— START OF Entries provided —

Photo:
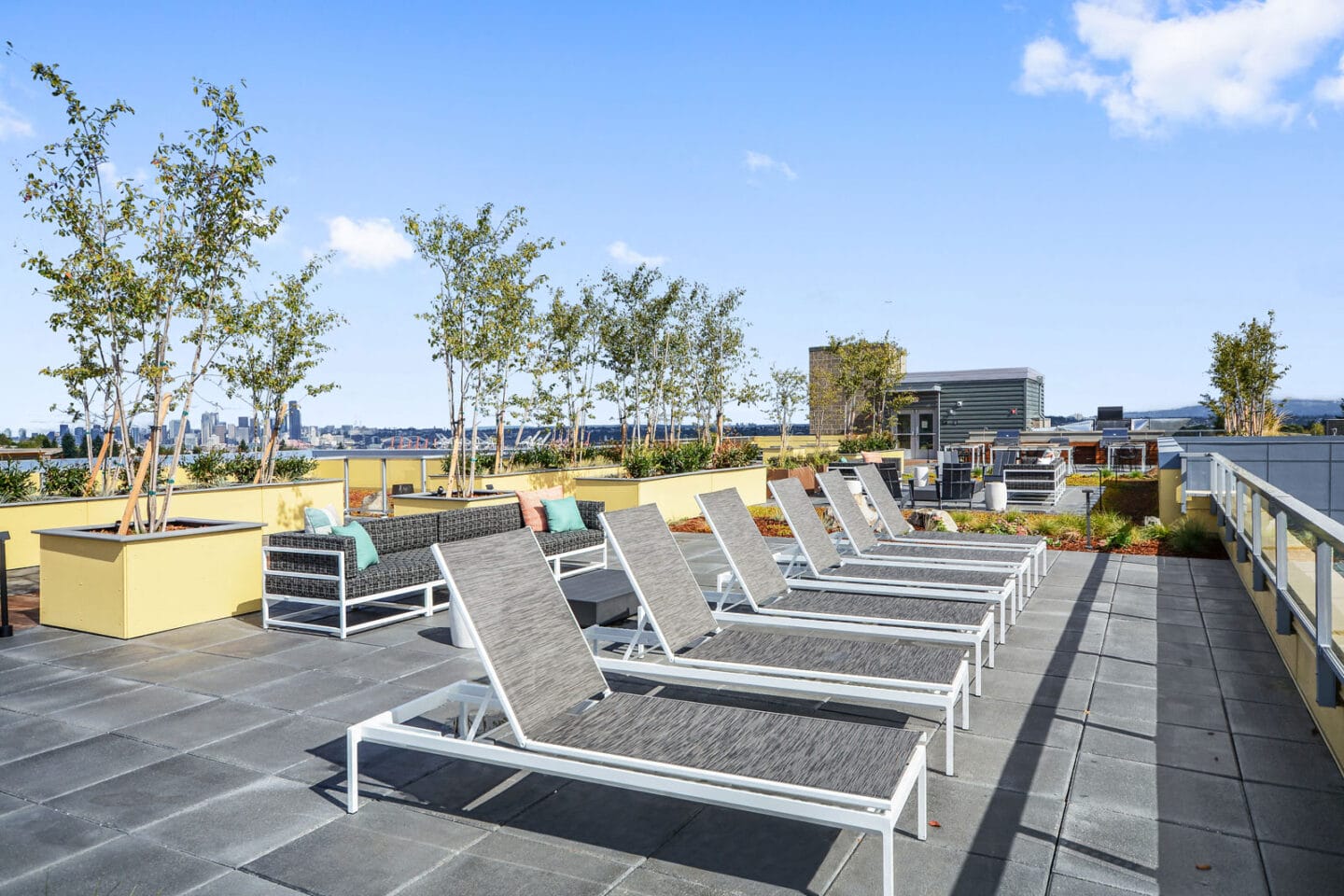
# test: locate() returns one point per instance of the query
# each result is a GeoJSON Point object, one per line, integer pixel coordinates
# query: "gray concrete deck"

— END OF Entries provided —
— START OF Entries provided —

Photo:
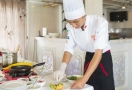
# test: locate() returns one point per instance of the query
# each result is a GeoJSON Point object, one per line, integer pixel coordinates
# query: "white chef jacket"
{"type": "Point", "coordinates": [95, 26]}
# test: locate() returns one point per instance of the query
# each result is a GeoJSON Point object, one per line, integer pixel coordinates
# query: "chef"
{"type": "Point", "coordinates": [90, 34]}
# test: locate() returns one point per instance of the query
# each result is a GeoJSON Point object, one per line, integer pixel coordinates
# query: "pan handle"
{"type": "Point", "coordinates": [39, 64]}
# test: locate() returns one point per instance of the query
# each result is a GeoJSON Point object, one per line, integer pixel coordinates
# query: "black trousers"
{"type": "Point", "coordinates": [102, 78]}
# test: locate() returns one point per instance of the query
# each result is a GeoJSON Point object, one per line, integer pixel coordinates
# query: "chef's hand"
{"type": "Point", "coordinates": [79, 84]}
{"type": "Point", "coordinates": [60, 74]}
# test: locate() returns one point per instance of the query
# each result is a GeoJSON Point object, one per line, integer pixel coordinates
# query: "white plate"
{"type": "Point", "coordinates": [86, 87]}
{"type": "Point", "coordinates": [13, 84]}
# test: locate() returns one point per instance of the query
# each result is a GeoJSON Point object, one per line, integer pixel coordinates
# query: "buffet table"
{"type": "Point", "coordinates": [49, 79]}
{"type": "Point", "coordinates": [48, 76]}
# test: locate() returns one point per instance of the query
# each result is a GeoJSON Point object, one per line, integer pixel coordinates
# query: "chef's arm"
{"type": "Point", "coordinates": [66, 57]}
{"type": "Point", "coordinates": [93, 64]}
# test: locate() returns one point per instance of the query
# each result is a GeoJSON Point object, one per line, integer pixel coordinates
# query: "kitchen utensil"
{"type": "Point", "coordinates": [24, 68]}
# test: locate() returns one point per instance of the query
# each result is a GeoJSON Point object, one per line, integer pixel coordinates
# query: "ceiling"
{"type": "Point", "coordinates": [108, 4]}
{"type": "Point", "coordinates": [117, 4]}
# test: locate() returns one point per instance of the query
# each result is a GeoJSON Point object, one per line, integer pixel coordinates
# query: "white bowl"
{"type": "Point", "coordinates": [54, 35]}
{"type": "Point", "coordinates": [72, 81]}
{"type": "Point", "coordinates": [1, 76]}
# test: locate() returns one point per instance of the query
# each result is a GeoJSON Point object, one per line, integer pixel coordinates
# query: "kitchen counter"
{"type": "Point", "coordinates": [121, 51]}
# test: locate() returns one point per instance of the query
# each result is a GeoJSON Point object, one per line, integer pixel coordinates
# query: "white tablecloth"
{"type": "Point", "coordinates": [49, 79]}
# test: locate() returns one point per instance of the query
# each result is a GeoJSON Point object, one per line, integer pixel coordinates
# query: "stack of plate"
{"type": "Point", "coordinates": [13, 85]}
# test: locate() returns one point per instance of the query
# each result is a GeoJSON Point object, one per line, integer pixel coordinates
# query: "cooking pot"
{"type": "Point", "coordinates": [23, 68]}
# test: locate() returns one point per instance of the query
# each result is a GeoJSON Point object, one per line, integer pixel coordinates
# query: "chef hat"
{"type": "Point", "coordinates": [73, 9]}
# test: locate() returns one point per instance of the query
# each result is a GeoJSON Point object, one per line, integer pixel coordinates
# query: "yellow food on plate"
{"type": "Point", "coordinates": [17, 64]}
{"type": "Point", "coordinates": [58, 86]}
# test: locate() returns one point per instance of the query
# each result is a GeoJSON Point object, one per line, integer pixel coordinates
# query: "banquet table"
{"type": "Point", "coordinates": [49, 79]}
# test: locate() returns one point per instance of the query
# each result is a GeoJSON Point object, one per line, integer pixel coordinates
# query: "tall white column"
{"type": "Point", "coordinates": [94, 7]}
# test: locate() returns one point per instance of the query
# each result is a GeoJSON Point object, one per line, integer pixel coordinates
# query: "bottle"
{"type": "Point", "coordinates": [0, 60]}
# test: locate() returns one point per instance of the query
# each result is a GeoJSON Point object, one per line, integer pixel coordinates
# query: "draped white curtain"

— END OF Entries provided —

Filter the items above, copying each line that contains the string "plate".

Output for this task
# query: "white plate"
# query: "stack of plate"
# query: "yellow food on plate"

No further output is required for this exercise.